(TASK BRIEF) Can you rewrite the records from the line with "Where can the thin" to the line with "<point>170,220</point>", putting "green" in place of "brown" and keeping everything else the same?

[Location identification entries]

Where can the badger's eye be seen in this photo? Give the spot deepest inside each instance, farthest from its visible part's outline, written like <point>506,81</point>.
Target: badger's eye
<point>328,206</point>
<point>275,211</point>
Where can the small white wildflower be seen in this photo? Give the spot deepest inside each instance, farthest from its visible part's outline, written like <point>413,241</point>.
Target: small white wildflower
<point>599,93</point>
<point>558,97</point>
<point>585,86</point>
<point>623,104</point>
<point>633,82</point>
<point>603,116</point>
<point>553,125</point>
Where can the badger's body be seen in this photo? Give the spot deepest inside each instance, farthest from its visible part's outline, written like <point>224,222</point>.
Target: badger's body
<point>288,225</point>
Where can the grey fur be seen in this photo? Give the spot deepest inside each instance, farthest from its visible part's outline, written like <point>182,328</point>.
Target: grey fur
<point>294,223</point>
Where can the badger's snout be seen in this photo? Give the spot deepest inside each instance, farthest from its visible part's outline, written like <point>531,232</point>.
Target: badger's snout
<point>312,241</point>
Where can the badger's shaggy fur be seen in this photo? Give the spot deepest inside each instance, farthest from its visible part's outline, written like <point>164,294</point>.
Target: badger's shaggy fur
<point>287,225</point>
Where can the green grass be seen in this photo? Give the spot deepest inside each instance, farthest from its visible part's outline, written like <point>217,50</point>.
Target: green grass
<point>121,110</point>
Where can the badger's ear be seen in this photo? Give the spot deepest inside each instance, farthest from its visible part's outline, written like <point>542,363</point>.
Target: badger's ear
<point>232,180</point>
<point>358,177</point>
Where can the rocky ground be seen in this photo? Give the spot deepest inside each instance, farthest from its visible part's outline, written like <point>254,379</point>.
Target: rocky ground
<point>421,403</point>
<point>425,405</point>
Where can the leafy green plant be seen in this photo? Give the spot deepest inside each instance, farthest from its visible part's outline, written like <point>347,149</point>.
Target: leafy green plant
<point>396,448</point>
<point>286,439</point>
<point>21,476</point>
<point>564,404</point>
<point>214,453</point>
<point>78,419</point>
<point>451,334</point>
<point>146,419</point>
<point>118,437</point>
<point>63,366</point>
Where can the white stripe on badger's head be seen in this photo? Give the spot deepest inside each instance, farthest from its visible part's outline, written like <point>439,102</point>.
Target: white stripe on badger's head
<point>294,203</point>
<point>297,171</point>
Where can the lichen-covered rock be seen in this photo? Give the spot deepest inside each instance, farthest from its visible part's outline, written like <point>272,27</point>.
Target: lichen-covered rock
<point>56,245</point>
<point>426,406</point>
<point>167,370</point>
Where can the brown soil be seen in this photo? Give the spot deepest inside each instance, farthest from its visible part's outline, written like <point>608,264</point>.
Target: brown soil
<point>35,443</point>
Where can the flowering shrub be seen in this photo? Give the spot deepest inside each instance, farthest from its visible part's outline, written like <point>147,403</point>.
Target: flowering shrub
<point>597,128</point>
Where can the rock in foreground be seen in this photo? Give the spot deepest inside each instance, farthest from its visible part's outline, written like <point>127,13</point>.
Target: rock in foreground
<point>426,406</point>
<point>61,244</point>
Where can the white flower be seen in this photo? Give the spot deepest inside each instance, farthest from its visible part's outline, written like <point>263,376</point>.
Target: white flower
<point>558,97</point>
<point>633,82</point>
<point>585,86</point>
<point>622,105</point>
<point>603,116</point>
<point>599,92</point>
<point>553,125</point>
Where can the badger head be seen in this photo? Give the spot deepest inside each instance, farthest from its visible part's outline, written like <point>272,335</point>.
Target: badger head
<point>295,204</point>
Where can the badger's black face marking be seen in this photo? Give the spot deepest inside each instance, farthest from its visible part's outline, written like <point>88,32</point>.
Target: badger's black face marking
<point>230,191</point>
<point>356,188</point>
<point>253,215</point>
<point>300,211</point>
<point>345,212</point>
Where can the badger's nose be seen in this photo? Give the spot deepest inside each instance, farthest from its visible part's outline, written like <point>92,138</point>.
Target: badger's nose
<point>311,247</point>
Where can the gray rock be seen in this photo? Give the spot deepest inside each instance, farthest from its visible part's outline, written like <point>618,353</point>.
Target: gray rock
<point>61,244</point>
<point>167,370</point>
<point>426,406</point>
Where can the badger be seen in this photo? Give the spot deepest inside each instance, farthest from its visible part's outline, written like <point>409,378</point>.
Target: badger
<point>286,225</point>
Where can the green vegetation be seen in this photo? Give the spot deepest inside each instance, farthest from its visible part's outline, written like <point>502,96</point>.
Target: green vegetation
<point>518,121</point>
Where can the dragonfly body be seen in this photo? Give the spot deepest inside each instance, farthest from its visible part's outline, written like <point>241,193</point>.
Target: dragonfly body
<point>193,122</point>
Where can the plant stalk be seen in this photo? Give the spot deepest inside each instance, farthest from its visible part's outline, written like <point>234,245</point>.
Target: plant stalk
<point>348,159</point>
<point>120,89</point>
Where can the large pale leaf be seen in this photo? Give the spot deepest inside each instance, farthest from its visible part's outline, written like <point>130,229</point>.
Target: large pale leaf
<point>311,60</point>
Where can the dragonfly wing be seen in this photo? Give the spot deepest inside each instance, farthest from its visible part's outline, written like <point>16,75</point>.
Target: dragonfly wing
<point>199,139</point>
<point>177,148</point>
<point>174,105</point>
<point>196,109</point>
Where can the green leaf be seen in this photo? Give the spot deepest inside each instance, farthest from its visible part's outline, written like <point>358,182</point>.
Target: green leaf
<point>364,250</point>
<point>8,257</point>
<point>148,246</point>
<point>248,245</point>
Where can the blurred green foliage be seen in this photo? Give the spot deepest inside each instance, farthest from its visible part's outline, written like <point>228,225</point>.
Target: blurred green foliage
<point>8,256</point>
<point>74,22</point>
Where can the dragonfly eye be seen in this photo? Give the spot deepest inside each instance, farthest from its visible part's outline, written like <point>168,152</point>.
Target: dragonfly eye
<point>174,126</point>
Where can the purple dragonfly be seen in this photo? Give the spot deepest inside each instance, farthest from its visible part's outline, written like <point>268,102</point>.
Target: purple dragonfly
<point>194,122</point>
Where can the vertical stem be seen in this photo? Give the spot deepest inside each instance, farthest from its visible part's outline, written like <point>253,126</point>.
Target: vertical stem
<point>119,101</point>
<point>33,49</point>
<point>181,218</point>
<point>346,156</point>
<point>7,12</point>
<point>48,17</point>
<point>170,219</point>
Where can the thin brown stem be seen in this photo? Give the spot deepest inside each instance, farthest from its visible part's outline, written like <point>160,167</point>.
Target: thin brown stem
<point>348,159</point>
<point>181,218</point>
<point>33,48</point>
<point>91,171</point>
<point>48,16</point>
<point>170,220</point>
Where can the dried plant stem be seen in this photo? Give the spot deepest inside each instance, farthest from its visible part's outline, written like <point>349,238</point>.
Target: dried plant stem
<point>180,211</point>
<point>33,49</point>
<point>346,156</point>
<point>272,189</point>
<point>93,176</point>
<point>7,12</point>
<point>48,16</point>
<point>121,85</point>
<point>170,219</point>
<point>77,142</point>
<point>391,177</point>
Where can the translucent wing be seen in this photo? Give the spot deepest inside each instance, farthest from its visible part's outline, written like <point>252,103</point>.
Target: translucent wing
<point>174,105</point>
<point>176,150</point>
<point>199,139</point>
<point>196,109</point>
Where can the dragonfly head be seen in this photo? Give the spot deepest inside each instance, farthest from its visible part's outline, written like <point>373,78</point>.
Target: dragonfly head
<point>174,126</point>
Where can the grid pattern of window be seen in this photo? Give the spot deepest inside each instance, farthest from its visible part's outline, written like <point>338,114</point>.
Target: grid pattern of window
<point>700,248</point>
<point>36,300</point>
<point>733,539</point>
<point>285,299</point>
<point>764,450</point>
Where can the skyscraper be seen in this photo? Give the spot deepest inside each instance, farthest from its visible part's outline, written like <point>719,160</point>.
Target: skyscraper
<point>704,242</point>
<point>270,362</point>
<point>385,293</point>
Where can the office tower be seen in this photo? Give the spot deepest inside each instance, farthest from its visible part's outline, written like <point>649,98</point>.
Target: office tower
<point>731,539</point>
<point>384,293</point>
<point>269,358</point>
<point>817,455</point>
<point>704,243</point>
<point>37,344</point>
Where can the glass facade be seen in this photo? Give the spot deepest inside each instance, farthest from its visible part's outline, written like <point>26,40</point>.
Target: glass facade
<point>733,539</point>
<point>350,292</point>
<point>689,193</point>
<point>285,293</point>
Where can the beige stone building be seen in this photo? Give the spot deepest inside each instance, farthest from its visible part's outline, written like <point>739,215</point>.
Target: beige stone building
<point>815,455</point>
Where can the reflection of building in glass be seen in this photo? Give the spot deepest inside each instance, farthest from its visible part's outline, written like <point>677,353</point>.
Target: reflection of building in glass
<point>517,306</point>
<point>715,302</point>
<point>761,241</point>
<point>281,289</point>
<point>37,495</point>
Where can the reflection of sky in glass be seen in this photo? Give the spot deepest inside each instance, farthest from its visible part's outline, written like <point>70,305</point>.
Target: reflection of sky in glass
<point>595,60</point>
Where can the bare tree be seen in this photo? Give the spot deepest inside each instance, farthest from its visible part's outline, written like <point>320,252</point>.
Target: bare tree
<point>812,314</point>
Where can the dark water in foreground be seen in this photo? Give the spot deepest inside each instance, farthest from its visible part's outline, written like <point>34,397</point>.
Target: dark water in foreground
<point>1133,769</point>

(WORKED SOLUTION)
Where can the thin green stem be seen in this photo? Give the spot deepest inside each instance, farthest from its visible part's outline, written like <point>160,167</point>.
Target: thin green stem
<point>348,159</point>
<point>181,218</point>
<point>33,48</point>
<point>91,171</point>
<point>48,16</point>
<point>170,220</point>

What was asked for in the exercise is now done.